▸ Instructions for the task
Give the entries below again exactly. Their pictures are not needed.

▸ Supplied information

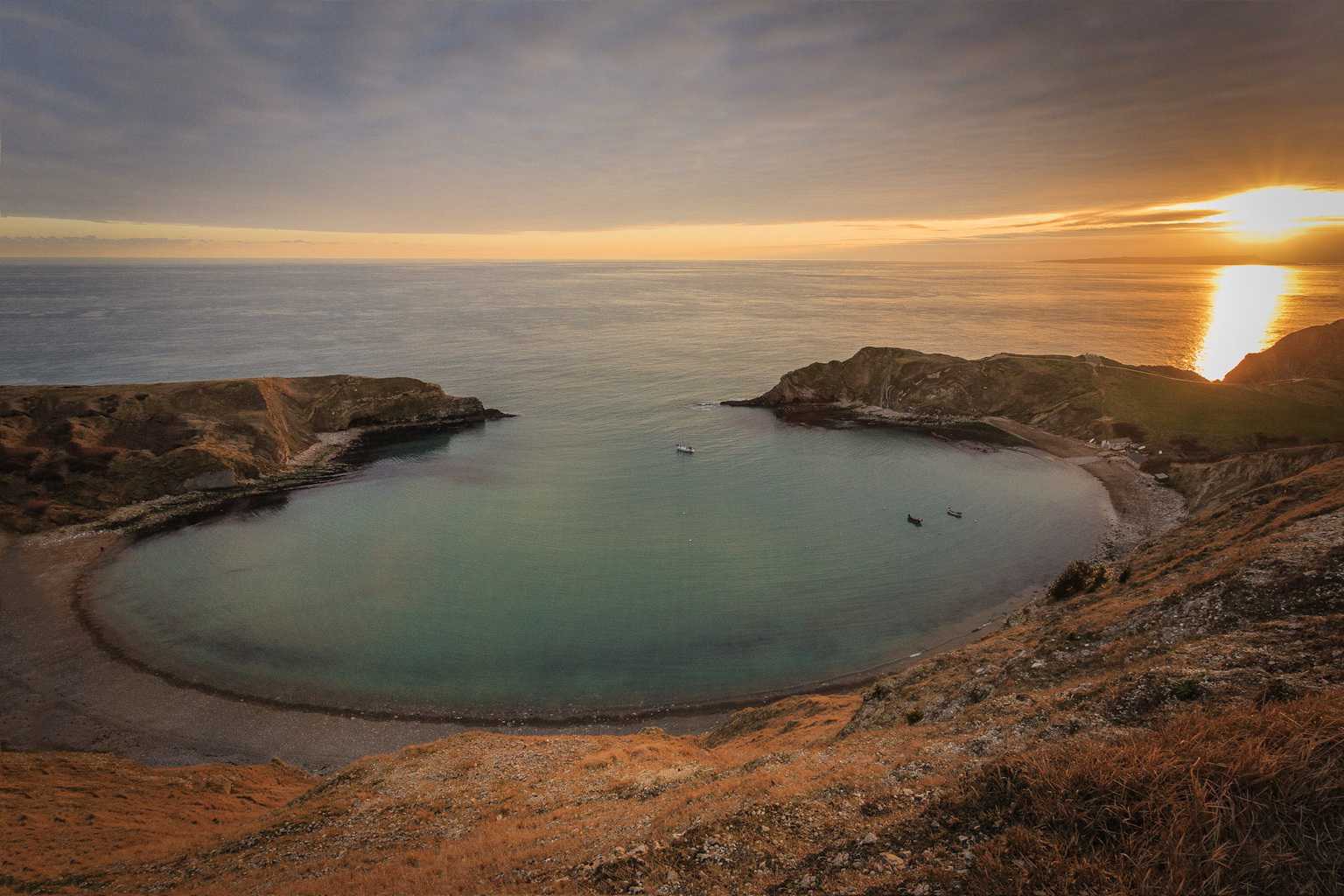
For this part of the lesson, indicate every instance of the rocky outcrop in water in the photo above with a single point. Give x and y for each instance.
(1316, 352)
(72, 453)
(1082, 396)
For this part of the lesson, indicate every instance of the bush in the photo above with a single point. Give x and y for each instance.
(1246, 801)
(1078, 577)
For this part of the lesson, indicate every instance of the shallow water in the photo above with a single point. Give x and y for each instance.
(570, 560)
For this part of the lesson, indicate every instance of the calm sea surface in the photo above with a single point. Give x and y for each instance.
(569, 559)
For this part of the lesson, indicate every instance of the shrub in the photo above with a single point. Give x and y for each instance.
(1078, 577)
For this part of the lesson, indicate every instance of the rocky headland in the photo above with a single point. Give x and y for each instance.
(1168, 720)
(1286, 396)
(78, 453)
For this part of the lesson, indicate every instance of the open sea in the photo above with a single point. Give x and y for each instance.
(569, 560)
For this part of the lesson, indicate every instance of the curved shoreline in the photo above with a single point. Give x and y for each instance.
(127, 693)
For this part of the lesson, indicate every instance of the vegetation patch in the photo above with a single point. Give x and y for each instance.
(1246, 801)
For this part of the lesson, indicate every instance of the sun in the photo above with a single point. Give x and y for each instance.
(1274, 213)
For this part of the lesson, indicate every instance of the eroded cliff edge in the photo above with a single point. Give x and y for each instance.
(1278, 398)
(75, 453)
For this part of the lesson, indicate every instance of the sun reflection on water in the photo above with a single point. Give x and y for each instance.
(1245, 301)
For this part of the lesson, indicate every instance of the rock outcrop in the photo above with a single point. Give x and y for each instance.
(72, 453)
(1083, 396)
(1316, 352)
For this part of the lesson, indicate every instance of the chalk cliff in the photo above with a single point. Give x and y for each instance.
(72, 453)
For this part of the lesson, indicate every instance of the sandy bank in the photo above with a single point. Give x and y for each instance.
(62, 690)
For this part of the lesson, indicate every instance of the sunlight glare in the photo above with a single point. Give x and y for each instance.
(1274, 213)
(1245, 301)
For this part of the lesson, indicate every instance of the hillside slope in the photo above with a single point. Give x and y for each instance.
(1153, 734)
(1083, 396)
(1314, 352)
(72, 453)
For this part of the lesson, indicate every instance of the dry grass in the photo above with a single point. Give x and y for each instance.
(1246, 801)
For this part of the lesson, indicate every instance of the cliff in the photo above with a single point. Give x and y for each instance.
(1316, 352)
(1168, 730)
(1082, 396)
(73, 453)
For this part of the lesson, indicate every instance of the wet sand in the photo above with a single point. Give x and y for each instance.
(60, 690)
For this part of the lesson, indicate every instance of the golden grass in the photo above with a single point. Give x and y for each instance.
(1245, 801)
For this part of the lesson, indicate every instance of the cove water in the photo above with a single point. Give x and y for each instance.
(570, 560)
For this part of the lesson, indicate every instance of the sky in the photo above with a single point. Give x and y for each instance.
(754, 130)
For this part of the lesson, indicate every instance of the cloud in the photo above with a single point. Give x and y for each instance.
(496, 117)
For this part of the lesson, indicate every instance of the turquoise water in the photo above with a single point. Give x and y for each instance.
(569, 560)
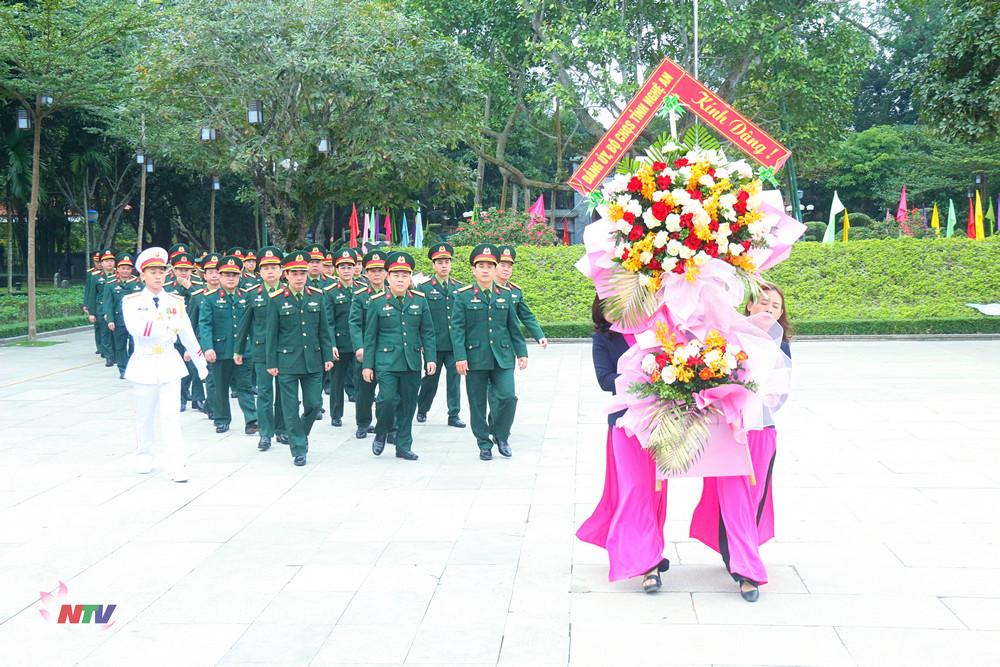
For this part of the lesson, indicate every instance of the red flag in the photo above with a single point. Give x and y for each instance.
(970, 229)
(355, 229)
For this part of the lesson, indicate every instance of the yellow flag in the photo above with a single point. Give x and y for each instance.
(979, 218)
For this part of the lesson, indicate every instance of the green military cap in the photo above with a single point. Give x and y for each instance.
(270, 255)
(211, 260)
(441, 251)
(484, 252)
(400, 261)
(344, 256)
(375, 259)
(231, 264)
(508, 253)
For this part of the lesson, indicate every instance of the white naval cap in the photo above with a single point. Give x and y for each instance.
(151, 258)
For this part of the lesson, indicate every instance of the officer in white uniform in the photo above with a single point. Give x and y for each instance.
(155, 319)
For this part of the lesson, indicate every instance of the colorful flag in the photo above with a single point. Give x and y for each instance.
(354, 226)
(831, 228)
(418, 232)
(979, 218)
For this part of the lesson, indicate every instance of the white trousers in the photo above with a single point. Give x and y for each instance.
(159, 400)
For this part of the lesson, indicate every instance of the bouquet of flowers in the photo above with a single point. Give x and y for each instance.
(691, 385)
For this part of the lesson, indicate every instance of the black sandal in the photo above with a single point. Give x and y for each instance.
(651, 582)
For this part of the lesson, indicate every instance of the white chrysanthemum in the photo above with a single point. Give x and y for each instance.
(649, 364)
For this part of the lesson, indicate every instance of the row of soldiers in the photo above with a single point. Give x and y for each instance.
(274, 326)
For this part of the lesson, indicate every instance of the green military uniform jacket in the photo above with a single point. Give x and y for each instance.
(440, 300)
(339, 300)
(484, 329)
(253, 324)
(524, 313)
(397, 331)
(219, 319)
(298, 340)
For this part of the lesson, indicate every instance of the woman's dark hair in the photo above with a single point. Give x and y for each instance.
(601, 324)
(786, 325)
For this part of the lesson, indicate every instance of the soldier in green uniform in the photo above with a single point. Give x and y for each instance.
(114, 291)
(486, 339)
(398, 330)
(251, 336)
(339, 298)
(209, 266)
(95, 303)
(298, 349)
(88, 289)
(218, 322)
(440, 293)
(375, 273)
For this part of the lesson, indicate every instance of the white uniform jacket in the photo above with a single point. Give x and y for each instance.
(154, 329)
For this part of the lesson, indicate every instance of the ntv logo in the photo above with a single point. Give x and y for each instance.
(74, 614)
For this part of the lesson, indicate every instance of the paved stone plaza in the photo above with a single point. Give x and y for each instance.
(887, 489)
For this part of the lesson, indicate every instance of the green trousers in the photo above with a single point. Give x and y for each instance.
(453, 384)
(298, 425)
(396, 405)
(496, 387)
(228, 374)
(270, 418)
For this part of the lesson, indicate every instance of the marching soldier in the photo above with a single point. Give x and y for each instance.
(298, 349)
(155, 319)
(253, 328)
(486, 339)
(114, 291)
(375, 273)
(218, 321)
(339, 298)
(440, 293)
(95, 303)
(398, 329)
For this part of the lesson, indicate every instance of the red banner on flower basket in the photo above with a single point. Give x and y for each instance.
(670, 79)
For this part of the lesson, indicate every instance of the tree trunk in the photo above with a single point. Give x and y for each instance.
(32, 220)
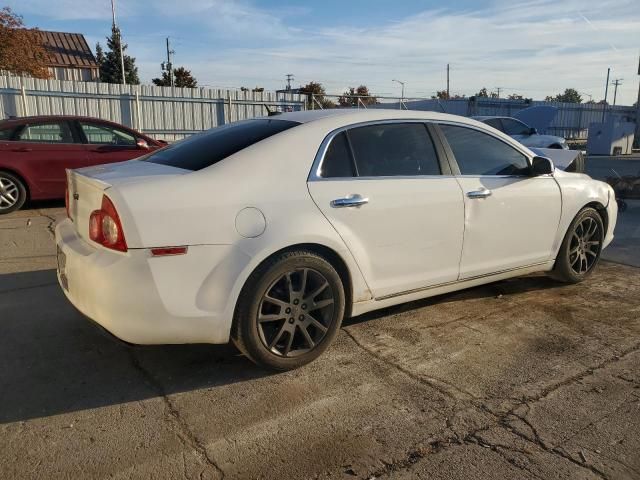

▸ Result of this task
For this part of the lesson, indicate every instance of the rocky outcrop in water in the photo above with a single point. Give x and y for each instance.
(1316, 352)
(72, 453)
(1082, 396)
For this part of the lesson, indicate every instance of the bush in the photo above with a single point. Give x and y for each instance.
(1246, 801)
(1078, 577)
For this part of the lesson, indicate every instance of the shallow water in the photo above with a single point. Give x and y for each instance.
(570, 560)
For this part of the lesson, indicate every instance of the calm sea surface in the photo above with a single point. Give x and y for each instance.
(569, 559)
For this part of the lesson, indicate every instance of the shrub in the photo above with a single point. Give x and y for each instance.
(1078, 577)
For this part of the lesson, indicate every instance of the rocky headland in the photo above with a single point. Give x and y for each instance.
(1168, 720)
(1286, 396)
(78, 453)
For this part of the lesson, indicate every instance of the open sea in the photo above with a single point. Give x and y for each instance.
(569, 560)
For this part of the lesson, indicate every instance of the curved shoreline in the photo above with a single point. Give x and y for each instance.
(127, 693)
For this part of the lesson, indicate every instance of the vegetation patch in the photo above with a single point. Give x and y for each instance.
(1246, 801)
For this part of the lesson, indicate every instance of the sun in the photo above with a single point. Give x and y for each instance.
(1274, 213)
For this part of the lesson, indicate every instance of the eroded cliff edge in the photo above with a single point. Give x and y for each instance.
(1278, 398)
(75, 453)
For this part of the lesson, indicate every instance of the sun reflection on water in the photo above with a single point. Give x and y for each instance.
(1245, 301)
For this part of the lesson, indicate every instance of the rock outcrop in the photo above with a single point. Give x and y for each instance.
(72, 453)
(1083, 396)
(1316, 352)
For this part of the lesson, indicate every instance of the chalk cliff in the photo above with a single point. Give x and y for each instance.
(72, 453)
For this part of the lesson, indicate every instance of the sandy bank in the photo above with a single point. Give x and y for each instance.
(62, 690)
For this part of the lesson, indicate every instance of the sunlight glare in the photo above with a single point. Give x and y for each instance.
(1274, 213)
(1245, 301)
For this part of the lesson, indicate every instance of the hillside slope in the photo above with a single point. Give x and y for each instance.
(1153, 734)
(1083, 396)
(1314, 352)
(72, 453)
For this part of the lesson, indicate every instance of the dry grass in the photo above with a single point. Give x and y for each instance.
(1246, 801)
For this part of the lesson, indicate every instance of the cliff in the photo above with a single point. Give x and y for each instance.
(1316, 352)
(1168, 730)
(1082, 396)
(73, 453)
For this part of the lesson, indicate every instance of the wet sand in the photo above with a single point. Give x and y for each instance.
(60, 690)
For this part of the lesson, indicate every instance of the golden grass in the photo above with a single point. Give x and y for each instance.
(1245, 801)
For this part of the lesson, indicate every instance of the cove water in the photo above with a single point. Give x and y for each instance.
(570, 560)
For this part of the lesson, indicate every instance of the sky in the photo above with a single point. Give x and y for each instance.
(754, 130)
For this part of the lesson, indicate every instance of the cloud in the photo above with a single point. Give x and y for each instance.
(496, 117)
For this part of the lesson, indicate every instance of the turquoise water in the photo above with a single point. Give x and y for each instance.
(569, 560)
For this part of the lesson, indicate every instance of the red flag in the photo above with a single point. Give x and y for each instance.
(970, 229)
(355, 229)
For this part of the lesson, indicate every instance of the yellow flag in the photo above with a single point. Give x and y for each instance.
(979, 218)
For this part of the lesson, indicate every instance of the green military cap in the photo above with a single point. Give x and y for each instance.
(270, 255)
(211, 260)
(441, 251)
(484, 252)
(400, 261)
(344, 256)
(375, 259)
(231, 264)
(508, 253)
For this part of the lesson, indicate every instance of the white naval cap in the photo above with a single point. Give x and y for each instance.
(151, 258)
For this part of the lesson, indicate every instance of the officer in white uniform in the photo above with a single point. Give x and y for each instance.
(155, 319)
For this part of the lesson, indicate every instance of the colorful flag in the photo above with a single point. Give x and y for each instance.
(354, 226)
(831, 228)
(418, 232)
(979, 218)
For this part of the lesson, indicate every instance of the white trousers in the photo above with a single point. Give x and y for each instance.
(159, 400)
For this part of the lesson, indicate every instance of the bouquet of flowers in the photo above with a single point. Give x and y for each instance.
(691, 385)
For this part of the lesson, indicate every instance of the black sandal in the photo above with a single point. Give x and y for each instance.
(651, 582)
For this part of the lesson, indicate every instance of the white chrysanthemum in the photo above with a single point. Give x and y for each instance.
(649, 364)
For this part of the lesson, indicate every instance of the row of soldiers in the photo above with a single point. Give x and y for each instance.
(274, 326)
For this part of the lesson, indicate every instance of the green military uniform jacket in the photo above with a single point. Give x and y for each instance.
(440, 300)
(339, 300)
(484, 329)
(253, 324)
(524, 313)
(397, 331)
(219, 319)
(298, 340)
For this part of the lesson, indicate every instance of the woman's dark hair in the photo above with a single point. Give x and y for each instance.
(601, 324)
(786, 325)
For this part of the lesson, indicate every instance of the soldier in green uniform in the photo above with a single point. Give x and y for each instance.
(114, 291)
(486, 339)
(398, 330)
(251, 336)
(339, 298)
(209, 266)
(95, 303)
(298, 349)
(88, 289)
(218, 322)
(440, 293)
(375, 273)
For this part of the lesson, indicate every instance of the white uniform jacket in the photo above with a single point. Give x and y for each instance.
(154, 329)
For this part of the lesson, indicate every instance of the ntv logo in the photo above with a single point. Give x and y for each instance.
(74, 614)
For this part of the lesson, indicate every instance of the paved stone plaza in the photo above with a single point. Give x and y for each instance.
(887, 489)
For this part of the lesson, indicate every instance of the green trousers in the photo above with a single point. Give x and y for each instance.
(453, 384)
(298, 425)
(396, 405)
(496, 387)
(228, 374)
(270, 418)
For this part of the lesson, indicate every instance of the marching soldier in the photo above with a single point. Give x and y for each instance.
(298, 349)
(155, 319)
(253, 328)
(486, 339)
(114, 291)
(375, 273)
(218, 321)
(339, 298)
(440, 293)
(95, 303)
(398, 329)
For this part of the lesson, indicate every instance of the red banner on flower basket in the photo above with a single point. Give x and y for each instance.
(670, 79)
For this part of the lesson, indicate every instance of the tree trunk in the photo above with a single point. Give x and y for each instance.
(32, 220)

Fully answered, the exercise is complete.